▶ _BRANO PROPOSTO_:
Tragedia a Treviso: interrogativi sul caso di Susanna Recchia
La comunità di Treviso è scossa da una tragedia avvenuta nel corso di un’inquietante vicenda che ha coinvolto Susanna Recchia, trovata senza vita insieme alla sua bimba di tre anni su un isolotto del fiume Piave. Le acque del fiume hanno ricoperto il dramma di una madre in difficoltà, ma ciò che emerge dalle analisi e dai racconti è un insieme di elementi che rendono la situazione ancor più complessa.
"Chi afferma che la mamma fosse depressa?" Questa è la domanda provocatoria lanciata dalla psicoanalista Simona Argentieri, che ha voluto esporre la sua visione durante una conferenza stampa a Modena. La tragica situazioni ha dato subito origine a speculazioni e diagnosi affrettate riguardo lo stato mentale di Susanna, che recentemente aveva affrontato una separazione e aveva una figlia con problemi di salute. Argentieri, però, avverte: “Non è lecito esprimere pareri su casi clinici senza conoscenza diretta delle persone coinvolte.”

▶ _CONSEGNA_:
Ricopia per intero il brano sul caso di Susanna Recchia, senza cambiare nulla.

▶ _VOCI FORNITE_:
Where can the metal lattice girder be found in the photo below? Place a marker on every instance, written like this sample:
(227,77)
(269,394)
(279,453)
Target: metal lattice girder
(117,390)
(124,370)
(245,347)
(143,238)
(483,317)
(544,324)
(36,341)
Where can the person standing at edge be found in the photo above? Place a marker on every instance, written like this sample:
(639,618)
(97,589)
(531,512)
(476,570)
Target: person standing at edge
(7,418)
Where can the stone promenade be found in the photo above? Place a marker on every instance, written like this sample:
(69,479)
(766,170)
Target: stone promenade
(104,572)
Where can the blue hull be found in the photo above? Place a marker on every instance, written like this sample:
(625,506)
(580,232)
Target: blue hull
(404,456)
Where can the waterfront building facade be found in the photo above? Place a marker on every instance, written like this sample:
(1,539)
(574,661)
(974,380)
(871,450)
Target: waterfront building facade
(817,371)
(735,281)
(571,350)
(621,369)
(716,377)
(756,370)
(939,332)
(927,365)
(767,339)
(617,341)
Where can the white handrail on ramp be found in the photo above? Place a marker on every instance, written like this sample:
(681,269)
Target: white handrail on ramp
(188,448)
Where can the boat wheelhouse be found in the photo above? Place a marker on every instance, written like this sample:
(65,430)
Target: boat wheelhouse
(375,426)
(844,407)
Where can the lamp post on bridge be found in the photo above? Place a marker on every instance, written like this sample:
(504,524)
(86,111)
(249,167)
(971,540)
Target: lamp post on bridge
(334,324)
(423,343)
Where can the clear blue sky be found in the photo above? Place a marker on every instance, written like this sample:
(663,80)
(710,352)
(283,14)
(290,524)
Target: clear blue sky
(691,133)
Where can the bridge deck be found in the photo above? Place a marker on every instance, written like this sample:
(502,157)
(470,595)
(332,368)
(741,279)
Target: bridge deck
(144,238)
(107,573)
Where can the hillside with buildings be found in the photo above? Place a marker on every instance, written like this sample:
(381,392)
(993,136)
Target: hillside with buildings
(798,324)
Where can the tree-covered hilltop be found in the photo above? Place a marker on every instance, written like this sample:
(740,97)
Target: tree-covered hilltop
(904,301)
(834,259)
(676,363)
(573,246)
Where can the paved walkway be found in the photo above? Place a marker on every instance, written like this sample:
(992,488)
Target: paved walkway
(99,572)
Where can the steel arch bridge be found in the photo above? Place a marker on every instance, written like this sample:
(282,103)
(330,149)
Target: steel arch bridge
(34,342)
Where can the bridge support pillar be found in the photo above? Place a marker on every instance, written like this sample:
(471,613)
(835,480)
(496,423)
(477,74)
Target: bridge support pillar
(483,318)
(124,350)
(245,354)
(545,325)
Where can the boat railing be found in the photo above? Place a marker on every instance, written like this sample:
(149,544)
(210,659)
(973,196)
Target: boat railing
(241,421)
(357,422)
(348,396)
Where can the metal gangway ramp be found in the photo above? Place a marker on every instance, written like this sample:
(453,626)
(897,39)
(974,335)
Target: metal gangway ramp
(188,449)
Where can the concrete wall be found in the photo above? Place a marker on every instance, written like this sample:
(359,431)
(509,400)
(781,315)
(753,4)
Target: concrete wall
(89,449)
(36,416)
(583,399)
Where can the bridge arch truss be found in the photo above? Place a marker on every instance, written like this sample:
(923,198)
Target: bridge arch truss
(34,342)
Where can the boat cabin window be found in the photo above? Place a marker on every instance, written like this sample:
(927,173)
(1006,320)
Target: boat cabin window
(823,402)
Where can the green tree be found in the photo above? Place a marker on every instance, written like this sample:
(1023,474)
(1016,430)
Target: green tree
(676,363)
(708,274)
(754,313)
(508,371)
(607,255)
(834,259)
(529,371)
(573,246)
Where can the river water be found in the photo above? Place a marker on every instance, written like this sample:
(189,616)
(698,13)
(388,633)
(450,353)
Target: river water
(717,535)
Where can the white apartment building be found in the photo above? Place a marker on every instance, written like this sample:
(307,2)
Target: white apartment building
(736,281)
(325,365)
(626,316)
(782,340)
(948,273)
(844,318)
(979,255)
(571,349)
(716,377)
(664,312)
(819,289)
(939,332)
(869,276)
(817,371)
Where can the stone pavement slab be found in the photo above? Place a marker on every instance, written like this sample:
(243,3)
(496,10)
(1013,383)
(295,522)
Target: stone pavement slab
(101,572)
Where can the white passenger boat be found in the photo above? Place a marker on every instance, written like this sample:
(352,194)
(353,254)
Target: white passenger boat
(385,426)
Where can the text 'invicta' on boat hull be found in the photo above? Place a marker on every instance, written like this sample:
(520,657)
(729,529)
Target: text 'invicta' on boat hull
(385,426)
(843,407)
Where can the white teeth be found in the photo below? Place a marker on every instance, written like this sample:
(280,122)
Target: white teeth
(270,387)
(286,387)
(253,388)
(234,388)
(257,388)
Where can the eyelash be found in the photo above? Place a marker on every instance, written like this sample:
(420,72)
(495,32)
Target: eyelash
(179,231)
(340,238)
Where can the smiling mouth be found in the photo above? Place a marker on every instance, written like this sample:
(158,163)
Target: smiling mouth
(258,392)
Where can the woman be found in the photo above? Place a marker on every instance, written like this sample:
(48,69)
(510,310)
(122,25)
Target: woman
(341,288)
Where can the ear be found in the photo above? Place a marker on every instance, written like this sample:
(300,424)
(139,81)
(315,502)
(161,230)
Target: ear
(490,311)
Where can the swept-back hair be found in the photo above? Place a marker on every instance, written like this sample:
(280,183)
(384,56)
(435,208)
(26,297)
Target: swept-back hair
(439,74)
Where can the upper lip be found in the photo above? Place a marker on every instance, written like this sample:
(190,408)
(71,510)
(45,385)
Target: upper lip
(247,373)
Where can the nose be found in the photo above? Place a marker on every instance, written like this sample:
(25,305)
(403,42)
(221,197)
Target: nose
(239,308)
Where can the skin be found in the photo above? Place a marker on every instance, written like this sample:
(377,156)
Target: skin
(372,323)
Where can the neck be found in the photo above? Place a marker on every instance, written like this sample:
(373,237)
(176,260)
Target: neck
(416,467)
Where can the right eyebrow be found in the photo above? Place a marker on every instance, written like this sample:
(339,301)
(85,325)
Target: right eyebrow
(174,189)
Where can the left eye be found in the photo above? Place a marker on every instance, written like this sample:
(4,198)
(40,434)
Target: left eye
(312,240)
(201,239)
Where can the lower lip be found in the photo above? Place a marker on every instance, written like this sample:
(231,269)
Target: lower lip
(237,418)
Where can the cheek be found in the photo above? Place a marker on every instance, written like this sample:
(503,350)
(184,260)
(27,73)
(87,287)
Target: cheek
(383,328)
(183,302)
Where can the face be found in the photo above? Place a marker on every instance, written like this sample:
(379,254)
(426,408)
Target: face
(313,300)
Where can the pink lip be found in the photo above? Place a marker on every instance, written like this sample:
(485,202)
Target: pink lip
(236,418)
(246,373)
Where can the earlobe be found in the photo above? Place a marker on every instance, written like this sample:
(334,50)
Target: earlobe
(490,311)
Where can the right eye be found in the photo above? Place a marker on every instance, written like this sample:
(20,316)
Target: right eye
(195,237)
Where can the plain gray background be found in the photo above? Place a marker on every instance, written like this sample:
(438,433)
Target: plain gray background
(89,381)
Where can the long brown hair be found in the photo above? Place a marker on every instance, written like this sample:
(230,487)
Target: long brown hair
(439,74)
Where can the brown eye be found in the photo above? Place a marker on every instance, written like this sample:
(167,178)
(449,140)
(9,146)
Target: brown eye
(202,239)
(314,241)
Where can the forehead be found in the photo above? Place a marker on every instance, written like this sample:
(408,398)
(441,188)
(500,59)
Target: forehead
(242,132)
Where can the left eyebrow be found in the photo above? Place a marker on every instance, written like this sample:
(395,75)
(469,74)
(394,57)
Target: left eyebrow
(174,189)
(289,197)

▶ _SOLUZIONE_:
Tragedia a Treviso: interrogativi sul caso di Susanna Recchia
La comunità di Treviso è scossa da una tragedia avvenuta nel corso di un’inquietante vicenda che ha coinvolto Susanna Recchia, trovata senza vita insieme alla sua bimba di tre anni su un isolotto del fiume Piave. Le acque del fiume hanno ricoperto il dramma di una madre in difficoltà, ma ciò che emerge dalle analisi e dai racconti è un insieme di elementi che rendono la situazione ancor più complessa.
"Chi afferma che la mamma fosse depressa?" Questa è la domanda provocatoria lanciata dalla psicoanalista Simona Argentieri, che ha voluto esporre la sua visione durante una conferenza stampa a Modena. La tragica situazioni ha dato subito origine a speculazioni e diagnosi affrettate riguardo lo stato mentale di Susanna, che recentemente aveva affrontato una separazione e aveva una figlia con problemi di salute. Argentieri, però, avverte: “Non è lecito esprimere pareri su casi clinici senza conoscenza diretta delle persone coinvolte.”